• Prompt:
In the listing below, copy every line from the one containing "of the raised" through the end of the listing, word for word, both ends included. Leave out any pictures.

(Entries from a pointing dataset)

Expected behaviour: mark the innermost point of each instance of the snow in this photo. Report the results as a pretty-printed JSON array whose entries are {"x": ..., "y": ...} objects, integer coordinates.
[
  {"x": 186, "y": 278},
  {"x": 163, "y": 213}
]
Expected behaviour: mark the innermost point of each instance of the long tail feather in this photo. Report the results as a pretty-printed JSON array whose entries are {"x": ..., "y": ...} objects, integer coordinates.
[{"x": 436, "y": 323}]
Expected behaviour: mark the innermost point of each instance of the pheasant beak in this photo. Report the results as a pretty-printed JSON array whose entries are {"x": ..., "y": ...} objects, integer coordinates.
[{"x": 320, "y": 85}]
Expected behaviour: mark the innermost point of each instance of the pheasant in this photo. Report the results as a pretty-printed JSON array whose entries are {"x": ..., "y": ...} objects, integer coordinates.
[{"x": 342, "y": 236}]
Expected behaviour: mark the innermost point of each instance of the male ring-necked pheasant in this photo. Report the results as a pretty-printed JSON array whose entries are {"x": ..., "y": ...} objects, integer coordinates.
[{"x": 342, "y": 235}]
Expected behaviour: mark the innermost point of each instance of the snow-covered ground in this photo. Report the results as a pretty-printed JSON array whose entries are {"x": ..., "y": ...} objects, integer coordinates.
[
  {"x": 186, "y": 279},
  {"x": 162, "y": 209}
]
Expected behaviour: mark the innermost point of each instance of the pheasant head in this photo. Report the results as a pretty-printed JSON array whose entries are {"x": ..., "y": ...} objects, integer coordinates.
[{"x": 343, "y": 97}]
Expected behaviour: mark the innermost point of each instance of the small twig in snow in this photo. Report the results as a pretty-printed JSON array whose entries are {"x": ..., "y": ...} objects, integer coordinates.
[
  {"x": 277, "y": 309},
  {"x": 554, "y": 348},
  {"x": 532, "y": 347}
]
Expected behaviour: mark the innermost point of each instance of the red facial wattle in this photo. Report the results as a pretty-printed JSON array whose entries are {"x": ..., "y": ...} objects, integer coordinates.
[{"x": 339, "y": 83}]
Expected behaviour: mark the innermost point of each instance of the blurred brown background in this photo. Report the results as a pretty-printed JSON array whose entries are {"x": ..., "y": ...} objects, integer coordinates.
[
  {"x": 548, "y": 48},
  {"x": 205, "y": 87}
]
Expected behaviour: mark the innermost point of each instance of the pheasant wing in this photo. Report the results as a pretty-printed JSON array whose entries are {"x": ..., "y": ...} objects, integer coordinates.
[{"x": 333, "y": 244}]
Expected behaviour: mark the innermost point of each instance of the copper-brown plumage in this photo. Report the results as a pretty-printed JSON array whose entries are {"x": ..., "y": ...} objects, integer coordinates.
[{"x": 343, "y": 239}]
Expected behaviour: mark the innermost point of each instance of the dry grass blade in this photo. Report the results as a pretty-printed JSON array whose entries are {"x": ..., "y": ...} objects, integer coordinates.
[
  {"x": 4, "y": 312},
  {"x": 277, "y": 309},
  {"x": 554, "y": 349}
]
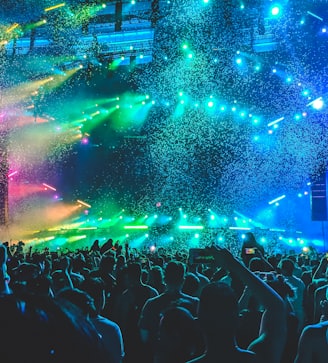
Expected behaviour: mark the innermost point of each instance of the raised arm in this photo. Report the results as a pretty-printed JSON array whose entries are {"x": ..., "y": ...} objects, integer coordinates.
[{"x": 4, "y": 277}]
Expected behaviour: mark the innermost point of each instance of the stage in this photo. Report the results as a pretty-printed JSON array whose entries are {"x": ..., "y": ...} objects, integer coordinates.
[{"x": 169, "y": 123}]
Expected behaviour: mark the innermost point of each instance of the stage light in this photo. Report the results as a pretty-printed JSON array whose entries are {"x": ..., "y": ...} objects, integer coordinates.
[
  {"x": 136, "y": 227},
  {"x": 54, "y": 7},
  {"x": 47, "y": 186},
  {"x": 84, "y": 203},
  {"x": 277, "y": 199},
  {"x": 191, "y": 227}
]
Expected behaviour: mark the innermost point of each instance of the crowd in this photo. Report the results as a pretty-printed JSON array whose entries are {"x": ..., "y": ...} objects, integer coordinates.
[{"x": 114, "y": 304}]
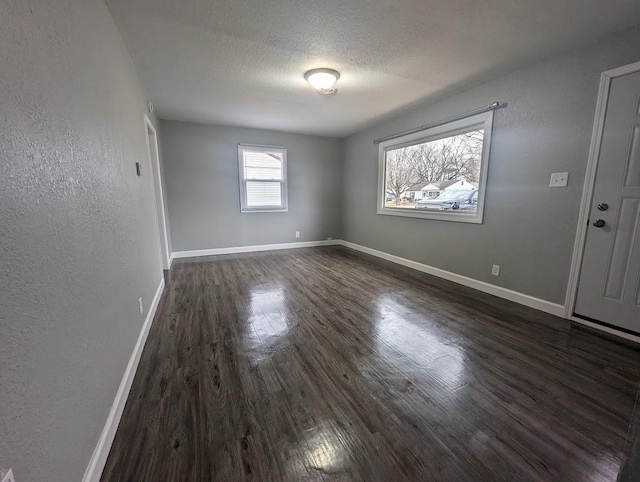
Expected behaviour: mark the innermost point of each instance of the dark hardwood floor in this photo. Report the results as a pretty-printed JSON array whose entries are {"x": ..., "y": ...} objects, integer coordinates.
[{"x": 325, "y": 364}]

• Solution to this exercise:
Expected behaviour: mark the innermost point of each instance of the raised arm in this photo. Report the results as a pretty-printed JSON array whose entries are {"x": ..., "y": ...} objects, integer coordinates.
[{"x": 4, "y": 277}]
Expected behaviour: mark the innermost point of each instance of the stage in this photo. Report the results as a pretty-printed JSON array whose entries are {"x": ..., "y": ...} objects, integer coordinates.
[{"x": 169, "y": 123}]
Expected behaviour: mark the innermost point of each instance of the stage light in this photo. Report the results as a pretty-printed JSON array whose entries are {"x": ..., "y": ...} objects, integer coordinates.
[
  {"x": 136, "y": 227},
  {"x": 54, "y": 7},
  {"x": 47, "y": 186},
  {"x": 84, "y": 203},
  {"x": 277, "y": 199},
  {"x": 191, "y": 227}
]
Expected behaviour: mark the innermost point of each instance of the crowd in this photo. Report the results as a pretty-printed JSON array whose entries are {"x": ..., "y": ...} objects, integer coordinates.
[{"x": 114, "y": 304}]
Expected behaviour: mark the innermost point of each instance of the dark hardwood floor in this photo. Report the results as a pretty-printed JSON array whose entries are {"x": ..., "y": ...} objects, integer coordinates.
[{"x": 325, "y": 364}]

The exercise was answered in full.